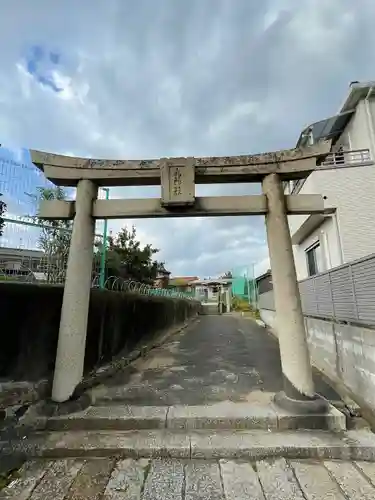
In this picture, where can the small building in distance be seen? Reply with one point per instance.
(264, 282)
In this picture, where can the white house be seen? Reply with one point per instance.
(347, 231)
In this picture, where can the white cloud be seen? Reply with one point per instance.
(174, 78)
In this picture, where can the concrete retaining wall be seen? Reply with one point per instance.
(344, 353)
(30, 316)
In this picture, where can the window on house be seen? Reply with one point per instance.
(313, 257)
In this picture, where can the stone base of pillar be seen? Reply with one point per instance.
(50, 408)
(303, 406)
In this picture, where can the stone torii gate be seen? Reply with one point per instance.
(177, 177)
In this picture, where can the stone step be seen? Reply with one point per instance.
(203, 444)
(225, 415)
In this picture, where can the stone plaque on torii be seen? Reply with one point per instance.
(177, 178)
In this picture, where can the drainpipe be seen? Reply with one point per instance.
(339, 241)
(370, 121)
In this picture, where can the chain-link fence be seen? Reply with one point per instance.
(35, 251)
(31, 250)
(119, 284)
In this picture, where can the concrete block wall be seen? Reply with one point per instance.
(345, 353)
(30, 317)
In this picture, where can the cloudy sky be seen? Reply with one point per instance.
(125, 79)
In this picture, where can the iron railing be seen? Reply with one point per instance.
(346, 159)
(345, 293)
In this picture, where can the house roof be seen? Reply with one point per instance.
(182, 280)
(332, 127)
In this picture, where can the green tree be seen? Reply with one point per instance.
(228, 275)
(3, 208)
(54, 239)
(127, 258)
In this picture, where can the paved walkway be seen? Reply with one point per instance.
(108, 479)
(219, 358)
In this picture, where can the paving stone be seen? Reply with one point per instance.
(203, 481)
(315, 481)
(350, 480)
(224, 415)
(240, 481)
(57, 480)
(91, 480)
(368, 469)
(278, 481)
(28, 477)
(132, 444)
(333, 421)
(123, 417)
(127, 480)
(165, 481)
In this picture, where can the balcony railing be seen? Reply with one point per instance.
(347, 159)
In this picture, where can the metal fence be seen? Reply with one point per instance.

◇ ◇ ◇ ◇ ◇ ◇ ◇

**Assigned task:** Set the listing down verbatim, excluding pictures.

**The completed task:**
In this picture, where can the small building in distance be seen? Reply with one point per instance.
(264, 282)
In this picture, where can the white house be seen? Reply with one point per instance.
(347, 231)
In this picture, where can the white cloud be seen? Reply with one point per instance.
(174, 78)
In this picture, where can the concrete retaining wall be seen? Reply with one point per instance.
(344, 353)
(30, 316)
In this picture, where can the window on house be seen? Reply with one point per instance.
(313, 257)
In this picture, where can the stone base of pillar be seen? Reply with one point per instance.
(50, 408)
(303, 406)
In this picture, where can the stone torii gate be seen? Reply with one point per instance.
(177, 177)
In this picture, where can the stone step be seen? Reply with one point per instance.
(203, 444)
(225, 415)
In this picture, where can the stone plaque on torii be seen? Reply with one point per instance.
(177, 178)
In this picture, where can the drainpipe be seen? Reply with one point per instance.
(339, 241)
(370, 121)
In this picture, where can the chain-link fence be seen? Reply with one point per instance.
(35, 251)
(31, 250)
(119, 284)
In this picture, where can the concrete block wall be seen? Reply with one point per instance.
(345, 353)
(30, 317)
In this picture, where can the cloudy sky be seen? Reply with one point per instance.
(125, 79)
In this picture, where can the iron railing be seen? Reply with one point per instance.
(346, 159)
(345, 293)
In this picture, where can the house roof be seen? Reply with one point per instance.
(182, 280)
(332, 127)
In this picture, where can the green tree be seen? Reply with one point per instance.
(228, 275)
(3, 208)
(54, 239)
(127, 258)
In this picture, where can the paved walkway be seen? Reply with one point per instance.
(108, 479)
(219, 358)
In this picture, where can the paving stone be seen? Reply with one point per instance.
(203, 481)
(315, 481)
(350, 480)
(224, 415)
(240, 481)
(57, 480)
(91, 480)
(368, 469)
(278, 481)
(28, 477)
(132, 444)
(333, 421)
(123, 417)
(127, 480)
(165, 481)
In this picture, where can the balcony railing be seen? Reply with one point per instance.
(347, 159)
In this picture, where can the metal fence be seen? Reply with one point per instance.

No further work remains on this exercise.